■ REQUIREMENT: Update the lines from the one containing "Where can you spot the car" through the one containing "Query: car taillight" by replacing "taillight" with "headlight" and keeping everything else the same. Return only those lines.

------------------------------------------------

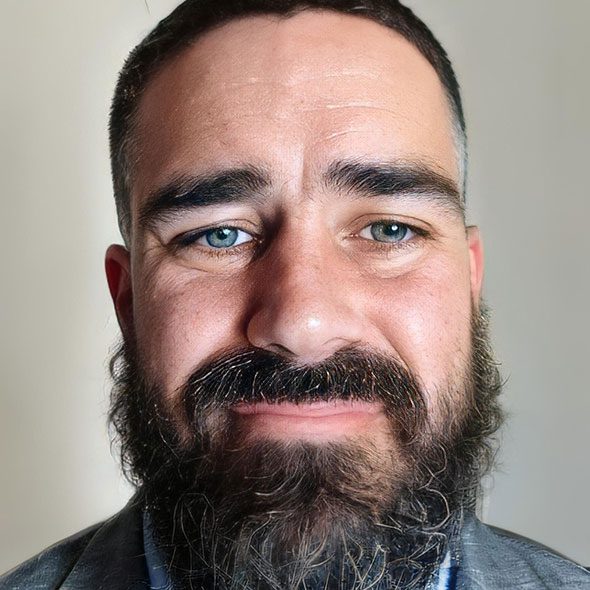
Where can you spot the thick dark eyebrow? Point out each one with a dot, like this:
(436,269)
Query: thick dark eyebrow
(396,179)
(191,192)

------------------------------------------------

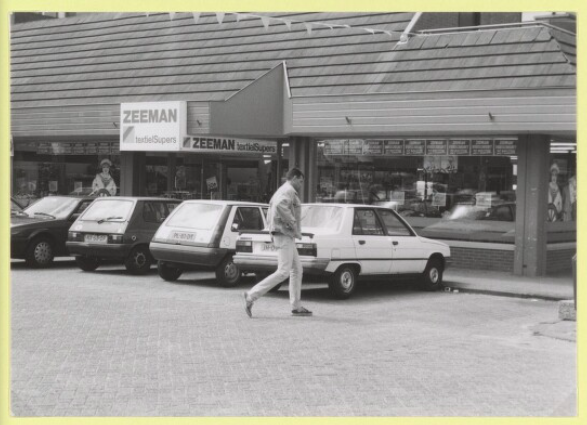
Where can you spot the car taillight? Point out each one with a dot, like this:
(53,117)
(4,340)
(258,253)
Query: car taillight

------------------------------------------------

■ EXERCISE SOLUTION:
Where can you spot the car headlight? Point out each one with a dot, like this:
(53,117)
(4,340)
(258,253)
Query: car headlight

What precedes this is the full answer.